--- START ---

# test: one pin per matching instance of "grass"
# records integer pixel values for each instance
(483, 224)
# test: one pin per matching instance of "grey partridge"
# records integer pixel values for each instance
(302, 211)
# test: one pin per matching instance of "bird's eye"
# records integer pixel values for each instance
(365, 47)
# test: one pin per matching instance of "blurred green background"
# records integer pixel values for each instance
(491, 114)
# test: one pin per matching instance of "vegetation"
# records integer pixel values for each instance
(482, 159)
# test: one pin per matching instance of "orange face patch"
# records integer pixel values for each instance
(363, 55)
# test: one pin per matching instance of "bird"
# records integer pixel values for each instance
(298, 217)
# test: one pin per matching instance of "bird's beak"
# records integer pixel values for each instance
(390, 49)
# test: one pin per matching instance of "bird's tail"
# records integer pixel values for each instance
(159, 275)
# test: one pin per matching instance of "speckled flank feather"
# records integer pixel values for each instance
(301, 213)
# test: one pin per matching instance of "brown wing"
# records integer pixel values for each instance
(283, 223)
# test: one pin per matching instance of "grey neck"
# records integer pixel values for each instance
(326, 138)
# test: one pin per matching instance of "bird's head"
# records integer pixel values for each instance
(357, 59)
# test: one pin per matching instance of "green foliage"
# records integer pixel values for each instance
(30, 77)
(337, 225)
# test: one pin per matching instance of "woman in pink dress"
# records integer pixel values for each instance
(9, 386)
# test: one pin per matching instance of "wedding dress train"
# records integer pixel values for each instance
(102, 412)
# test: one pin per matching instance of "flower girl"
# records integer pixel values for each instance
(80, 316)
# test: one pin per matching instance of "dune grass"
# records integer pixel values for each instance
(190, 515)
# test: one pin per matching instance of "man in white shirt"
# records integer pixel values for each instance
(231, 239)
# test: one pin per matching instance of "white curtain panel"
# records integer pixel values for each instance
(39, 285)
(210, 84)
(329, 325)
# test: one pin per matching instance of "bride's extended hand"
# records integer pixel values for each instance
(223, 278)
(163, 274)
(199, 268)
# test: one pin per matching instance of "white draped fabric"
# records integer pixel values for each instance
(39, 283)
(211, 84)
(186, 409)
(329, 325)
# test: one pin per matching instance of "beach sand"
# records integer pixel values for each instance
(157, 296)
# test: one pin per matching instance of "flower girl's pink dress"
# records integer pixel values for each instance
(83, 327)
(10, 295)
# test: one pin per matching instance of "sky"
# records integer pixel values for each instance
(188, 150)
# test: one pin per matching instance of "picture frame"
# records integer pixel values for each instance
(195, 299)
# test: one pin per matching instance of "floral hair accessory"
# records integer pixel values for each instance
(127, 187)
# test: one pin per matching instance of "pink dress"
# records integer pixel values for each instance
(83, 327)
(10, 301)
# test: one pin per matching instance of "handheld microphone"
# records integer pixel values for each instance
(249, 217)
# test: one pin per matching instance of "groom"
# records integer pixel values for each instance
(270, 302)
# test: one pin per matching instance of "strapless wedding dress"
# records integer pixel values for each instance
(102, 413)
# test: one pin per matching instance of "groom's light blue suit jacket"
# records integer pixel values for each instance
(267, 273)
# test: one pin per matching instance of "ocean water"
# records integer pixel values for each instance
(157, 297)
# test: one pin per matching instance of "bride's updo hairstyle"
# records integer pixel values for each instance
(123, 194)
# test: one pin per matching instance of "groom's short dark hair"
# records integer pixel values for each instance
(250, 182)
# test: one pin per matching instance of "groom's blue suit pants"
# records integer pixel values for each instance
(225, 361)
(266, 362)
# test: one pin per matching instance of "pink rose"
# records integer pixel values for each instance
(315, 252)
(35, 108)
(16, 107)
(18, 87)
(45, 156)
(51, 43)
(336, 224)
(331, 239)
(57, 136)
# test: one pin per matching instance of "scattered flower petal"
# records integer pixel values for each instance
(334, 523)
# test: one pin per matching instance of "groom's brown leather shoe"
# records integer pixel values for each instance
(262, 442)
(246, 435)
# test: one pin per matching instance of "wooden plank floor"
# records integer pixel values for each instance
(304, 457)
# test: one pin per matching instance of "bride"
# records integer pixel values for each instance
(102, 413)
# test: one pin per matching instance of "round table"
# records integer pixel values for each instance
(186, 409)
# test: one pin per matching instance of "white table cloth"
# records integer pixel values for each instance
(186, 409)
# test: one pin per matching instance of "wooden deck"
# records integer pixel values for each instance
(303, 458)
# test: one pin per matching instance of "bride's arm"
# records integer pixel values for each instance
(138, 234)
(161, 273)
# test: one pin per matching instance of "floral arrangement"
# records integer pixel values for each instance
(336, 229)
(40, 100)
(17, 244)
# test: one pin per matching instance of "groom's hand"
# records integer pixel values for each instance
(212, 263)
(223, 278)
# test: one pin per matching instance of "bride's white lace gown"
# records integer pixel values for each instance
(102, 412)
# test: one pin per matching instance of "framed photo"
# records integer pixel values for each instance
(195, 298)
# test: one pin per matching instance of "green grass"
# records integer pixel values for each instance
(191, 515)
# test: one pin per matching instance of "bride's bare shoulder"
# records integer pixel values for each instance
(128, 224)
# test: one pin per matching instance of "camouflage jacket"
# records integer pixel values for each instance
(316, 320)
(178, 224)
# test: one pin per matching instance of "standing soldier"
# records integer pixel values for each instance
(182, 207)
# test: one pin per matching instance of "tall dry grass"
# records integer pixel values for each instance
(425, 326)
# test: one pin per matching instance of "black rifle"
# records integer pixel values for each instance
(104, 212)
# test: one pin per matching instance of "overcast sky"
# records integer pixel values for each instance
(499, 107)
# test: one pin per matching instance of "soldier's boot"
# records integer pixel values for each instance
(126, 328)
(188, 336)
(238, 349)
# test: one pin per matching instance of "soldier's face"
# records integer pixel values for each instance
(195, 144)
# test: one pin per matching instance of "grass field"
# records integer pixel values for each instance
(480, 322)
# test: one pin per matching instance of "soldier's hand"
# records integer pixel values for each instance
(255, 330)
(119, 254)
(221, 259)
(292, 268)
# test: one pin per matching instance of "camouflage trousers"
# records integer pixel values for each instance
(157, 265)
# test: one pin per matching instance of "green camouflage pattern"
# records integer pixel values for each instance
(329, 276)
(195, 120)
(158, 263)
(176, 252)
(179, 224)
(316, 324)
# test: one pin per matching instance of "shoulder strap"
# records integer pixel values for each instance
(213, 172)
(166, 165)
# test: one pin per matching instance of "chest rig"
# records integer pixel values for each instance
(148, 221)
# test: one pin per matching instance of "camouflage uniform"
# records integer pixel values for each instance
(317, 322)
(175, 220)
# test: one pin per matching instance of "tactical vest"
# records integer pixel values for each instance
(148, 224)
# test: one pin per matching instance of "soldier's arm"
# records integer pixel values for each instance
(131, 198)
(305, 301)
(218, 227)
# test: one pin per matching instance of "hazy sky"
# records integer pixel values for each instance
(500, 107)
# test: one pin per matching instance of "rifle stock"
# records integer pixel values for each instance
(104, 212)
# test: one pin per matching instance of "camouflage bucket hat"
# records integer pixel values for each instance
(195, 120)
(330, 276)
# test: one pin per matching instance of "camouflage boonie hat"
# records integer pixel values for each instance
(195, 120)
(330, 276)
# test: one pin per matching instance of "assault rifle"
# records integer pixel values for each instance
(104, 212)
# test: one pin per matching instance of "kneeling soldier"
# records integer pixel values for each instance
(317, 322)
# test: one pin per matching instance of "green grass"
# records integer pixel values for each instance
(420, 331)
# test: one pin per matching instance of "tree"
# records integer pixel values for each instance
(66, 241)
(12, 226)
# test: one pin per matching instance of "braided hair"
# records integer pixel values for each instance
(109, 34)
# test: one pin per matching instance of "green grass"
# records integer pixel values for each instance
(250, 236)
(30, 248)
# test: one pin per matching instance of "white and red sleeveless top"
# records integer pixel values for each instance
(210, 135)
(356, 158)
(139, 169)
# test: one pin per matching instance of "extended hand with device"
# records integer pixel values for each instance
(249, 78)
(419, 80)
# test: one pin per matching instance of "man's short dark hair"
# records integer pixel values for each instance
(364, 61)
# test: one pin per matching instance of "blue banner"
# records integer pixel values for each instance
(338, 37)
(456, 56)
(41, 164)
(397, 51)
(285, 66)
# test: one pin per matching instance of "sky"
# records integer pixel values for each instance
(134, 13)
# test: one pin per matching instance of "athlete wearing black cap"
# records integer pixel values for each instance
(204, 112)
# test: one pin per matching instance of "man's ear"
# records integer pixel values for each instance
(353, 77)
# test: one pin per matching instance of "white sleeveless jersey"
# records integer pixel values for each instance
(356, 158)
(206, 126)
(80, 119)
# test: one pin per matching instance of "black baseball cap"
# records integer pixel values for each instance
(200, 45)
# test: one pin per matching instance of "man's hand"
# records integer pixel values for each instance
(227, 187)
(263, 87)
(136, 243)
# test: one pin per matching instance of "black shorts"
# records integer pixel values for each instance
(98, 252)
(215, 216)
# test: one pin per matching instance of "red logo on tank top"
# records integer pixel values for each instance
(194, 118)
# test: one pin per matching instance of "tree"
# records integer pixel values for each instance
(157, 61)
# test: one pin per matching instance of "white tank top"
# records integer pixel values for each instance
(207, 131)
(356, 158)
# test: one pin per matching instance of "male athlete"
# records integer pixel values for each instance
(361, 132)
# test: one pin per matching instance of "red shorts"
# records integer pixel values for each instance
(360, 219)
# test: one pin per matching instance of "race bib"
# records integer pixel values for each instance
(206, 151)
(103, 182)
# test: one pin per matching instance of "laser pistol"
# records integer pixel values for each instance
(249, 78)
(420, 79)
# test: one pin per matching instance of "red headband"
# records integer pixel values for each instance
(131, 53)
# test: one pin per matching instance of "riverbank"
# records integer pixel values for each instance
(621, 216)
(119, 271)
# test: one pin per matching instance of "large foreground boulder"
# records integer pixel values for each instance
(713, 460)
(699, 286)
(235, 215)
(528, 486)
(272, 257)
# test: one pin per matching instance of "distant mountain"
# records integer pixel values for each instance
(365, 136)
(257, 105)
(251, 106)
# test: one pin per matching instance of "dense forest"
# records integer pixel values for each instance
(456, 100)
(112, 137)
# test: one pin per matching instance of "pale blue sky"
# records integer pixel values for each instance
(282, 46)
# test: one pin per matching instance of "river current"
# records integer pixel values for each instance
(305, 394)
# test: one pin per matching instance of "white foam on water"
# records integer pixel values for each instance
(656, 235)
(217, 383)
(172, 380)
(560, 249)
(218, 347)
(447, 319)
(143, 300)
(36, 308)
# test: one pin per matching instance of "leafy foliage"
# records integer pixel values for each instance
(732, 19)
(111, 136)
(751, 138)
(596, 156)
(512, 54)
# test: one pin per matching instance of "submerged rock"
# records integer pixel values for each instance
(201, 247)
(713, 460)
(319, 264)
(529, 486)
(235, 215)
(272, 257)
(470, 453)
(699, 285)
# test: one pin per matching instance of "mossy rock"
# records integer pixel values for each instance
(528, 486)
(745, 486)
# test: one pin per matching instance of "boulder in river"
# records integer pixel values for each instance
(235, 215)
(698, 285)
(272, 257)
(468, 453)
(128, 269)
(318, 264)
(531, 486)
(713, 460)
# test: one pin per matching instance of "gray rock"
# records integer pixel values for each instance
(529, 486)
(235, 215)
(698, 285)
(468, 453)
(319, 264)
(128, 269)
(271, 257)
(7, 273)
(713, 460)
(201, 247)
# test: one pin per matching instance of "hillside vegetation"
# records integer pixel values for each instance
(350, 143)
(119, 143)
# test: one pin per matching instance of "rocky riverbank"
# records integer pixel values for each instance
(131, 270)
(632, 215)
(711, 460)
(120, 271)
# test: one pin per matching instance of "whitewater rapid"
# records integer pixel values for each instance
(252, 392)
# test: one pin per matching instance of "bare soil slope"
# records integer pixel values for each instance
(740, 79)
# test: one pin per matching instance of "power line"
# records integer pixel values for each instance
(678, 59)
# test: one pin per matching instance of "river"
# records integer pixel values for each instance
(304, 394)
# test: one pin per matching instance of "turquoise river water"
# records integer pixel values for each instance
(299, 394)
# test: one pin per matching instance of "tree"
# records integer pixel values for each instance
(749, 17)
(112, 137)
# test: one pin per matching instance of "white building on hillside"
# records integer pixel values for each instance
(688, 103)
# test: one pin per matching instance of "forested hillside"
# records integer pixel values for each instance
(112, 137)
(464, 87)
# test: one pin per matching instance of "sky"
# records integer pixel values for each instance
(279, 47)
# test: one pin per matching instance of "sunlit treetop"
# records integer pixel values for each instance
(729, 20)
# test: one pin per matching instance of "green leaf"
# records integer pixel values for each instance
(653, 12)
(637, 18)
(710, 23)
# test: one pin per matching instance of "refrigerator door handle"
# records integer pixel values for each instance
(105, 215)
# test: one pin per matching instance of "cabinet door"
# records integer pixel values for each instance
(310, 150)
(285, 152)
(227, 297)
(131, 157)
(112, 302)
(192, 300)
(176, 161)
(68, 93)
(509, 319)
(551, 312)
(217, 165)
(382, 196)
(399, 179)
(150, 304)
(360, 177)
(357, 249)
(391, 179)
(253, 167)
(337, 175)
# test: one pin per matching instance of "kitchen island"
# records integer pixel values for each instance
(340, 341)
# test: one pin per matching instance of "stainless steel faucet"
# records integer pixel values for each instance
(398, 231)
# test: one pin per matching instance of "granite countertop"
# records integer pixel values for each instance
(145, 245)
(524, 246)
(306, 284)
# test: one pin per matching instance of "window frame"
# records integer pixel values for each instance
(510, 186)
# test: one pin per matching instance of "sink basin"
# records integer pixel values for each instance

--- END ---

→ **Task directions**
Which lines in the records contain the word "suit"? Copy every one of them, treating uppercase and lowercase letters as different.

→ **Result below**
# test: one pin per matching instance of "groom's light blue suit jacket"
# test: one pin per matching instance of "groom's blue suit pants"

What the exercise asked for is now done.